▶ [Text provided]:
---+---

I cannot afford a financial adviser (or a Rolex) but I do want and need to invest. I write about investment for a living, which gives me a head start. But the majority of millennials I know have no idea where to begin and not enough money to pay an adviser to help them.

There is no doubting the need: we are a generation that must do more to save and that faces a higher bar to home ownership. We hear a lot about saving — for deposits, pensions or other long-term aims — but not enough of us are taking the plunge and putting money to work in the markets, which could net far higher returns than derisory rates on cash.

According to a new report from the Resolution Foundation, a think-tank, millennials today are worse off than the previous generation, suffering the effects of an earnings squeeze in the jobs market as they spend far more of their wages on rent and housing than their parents and grandparents did.

Its rather controversial answer was making a £10,000 gift to all 25-year-olds in a bid to tackle intergenerational unfairness and the difficulty of getting on to the property ladder. Described as a “citizen’s inheritance”, the think-tank proposed this should be funded by increased wealth and property taxes.

FT readers — likely to be at the older and wealthier end of the spectrum — were not impressed. In the online comments, many pointed out that a £10,000 bounty would push up house prices by boosting demand, while doing nothing to tackle supply.

Another suggested confiscating the £75m pay package awarded to Jeff Fairburn, chief executive of the housebuilder Persimmon, and dividing it among young renters.

A survey by the Intergenerational Commission last year found that the highest level of pessimism among the young concerned ever being able to own their own home. Second on the worry list was being able to live comfortably when they retired from work.

Our parents may have benefited from gold-plated final salary schemes, but most workers in their 20s and 30s will have money purchase or defined contribution schemes. We will need to save a lot more for the same standard of living in retirement. Yet investing remains an under-discussed and essential piece of the puzzle when it comes to boosting the financial health of Generation Y.

You might not have a lump sum of £10,000 to play with, but small amounts quickly add up. Someone putting £100 a month into the stock market for 10 years could, assuming 5 per cent annual growth, end up with a £15,848 pot, according to investment platform AJ Bell.

The problem is, 96 per cent of millennials do not have an investment portfolio and 62 per cent think investing is just for the wealthy, according to another survey. 

Locked out from the gains enjoyed by earlier generations and thwarted in their hopes of buying a home, the young are gloomy. The Resolution Foundation found that those who were pessimistic about their chances of improving on their parents’ lives outnumbered optimists by two-to-one. When it comes to housing and pensions, the sentiment is even worse.

There are mental as well as monetary hurdles. Millennials often feel they lack the financial resources to seek financial advice but many also mistrust markets. According to asset manager F&C, almost a quarter of UK millennials turn to their mothers for financial information, rather than seeking it out elsewhere.

If millennials continue to see investing as something their parents and others do, they risk missing out on a vital part of financial security

My own mother has sensible advice on my finances, as well as knowing where I left my shoes, hairbrush and passport. But I don’t want to rely on my parents for help when it comes to my own money. Nor should my friends — many of whom consider saving for a deposit or taking out a cash Isa, yet feel investing isn’t for them.

---+---

▶ [Region labeling records]:
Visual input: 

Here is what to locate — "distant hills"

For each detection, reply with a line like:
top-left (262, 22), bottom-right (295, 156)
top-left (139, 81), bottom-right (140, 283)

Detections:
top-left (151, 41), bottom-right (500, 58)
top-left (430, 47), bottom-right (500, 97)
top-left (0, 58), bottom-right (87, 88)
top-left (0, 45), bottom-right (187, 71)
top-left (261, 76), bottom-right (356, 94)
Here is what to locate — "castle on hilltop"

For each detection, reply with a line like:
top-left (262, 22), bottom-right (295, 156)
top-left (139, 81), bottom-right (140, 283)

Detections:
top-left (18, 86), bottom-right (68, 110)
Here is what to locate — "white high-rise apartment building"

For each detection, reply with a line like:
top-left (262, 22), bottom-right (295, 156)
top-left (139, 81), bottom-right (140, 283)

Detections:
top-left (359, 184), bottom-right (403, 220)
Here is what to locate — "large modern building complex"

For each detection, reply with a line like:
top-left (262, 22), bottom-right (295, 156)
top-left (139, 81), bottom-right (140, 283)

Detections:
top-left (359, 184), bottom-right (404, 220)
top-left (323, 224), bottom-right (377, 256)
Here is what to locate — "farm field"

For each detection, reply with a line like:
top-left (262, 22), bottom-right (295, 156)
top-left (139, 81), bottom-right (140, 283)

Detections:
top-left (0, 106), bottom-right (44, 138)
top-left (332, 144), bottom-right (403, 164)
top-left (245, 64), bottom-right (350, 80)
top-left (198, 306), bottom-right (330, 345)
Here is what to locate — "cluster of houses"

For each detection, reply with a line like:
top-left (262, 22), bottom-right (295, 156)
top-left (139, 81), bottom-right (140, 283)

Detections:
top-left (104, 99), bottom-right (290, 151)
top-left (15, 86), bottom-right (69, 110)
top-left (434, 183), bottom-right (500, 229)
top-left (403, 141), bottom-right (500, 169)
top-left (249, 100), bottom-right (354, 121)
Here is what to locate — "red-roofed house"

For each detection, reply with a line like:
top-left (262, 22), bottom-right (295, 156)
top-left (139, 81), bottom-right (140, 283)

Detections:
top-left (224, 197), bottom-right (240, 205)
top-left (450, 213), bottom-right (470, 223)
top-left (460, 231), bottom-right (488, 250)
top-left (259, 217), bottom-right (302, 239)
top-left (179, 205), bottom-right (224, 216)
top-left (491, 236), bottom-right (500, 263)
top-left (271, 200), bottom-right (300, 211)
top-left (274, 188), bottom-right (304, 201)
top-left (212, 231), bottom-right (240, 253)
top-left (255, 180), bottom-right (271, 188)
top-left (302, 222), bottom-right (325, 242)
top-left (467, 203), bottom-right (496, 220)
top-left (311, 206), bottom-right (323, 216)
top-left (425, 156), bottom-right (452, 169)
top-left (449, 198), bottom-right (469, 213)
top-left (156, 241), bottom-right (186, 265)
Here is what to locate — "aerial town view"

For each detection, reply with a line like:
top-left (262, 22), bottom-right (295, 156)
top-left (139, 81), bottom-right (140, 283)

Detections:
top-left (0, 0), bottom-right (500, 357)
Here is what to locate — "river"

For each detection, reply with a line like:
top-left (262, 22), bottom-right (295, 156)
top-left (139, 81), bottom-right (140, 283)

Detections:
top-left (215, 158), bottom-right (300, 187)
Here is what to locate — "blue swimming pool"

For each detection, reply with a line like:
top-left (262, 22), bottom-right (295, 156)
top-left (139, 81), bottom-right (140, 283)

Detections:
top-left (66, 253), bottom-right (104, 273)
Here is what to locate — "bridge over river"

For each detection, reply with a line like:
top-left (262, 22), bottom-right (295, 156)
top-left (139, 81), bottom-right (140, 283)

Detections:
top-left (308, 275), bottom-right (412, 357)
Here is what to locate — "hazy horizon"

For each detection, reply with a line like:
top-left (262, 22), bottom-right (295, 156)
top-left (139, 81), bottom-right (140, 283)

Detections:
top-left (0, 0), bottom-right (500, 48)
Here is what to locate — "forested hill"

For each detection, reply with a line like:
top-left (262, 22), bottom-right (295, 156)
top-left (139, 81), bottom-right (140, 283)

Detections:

---+---

▶ [Work to be completed]:
Please translate this sentence from the text on millennials and investing into Spanish: "We will need to save a lot more for the same standard of living in retirement."

▶ [Answer to the problem]:
Tendremos que ahorrar mucho más para tener el mismo nivel de vida en la jubilación.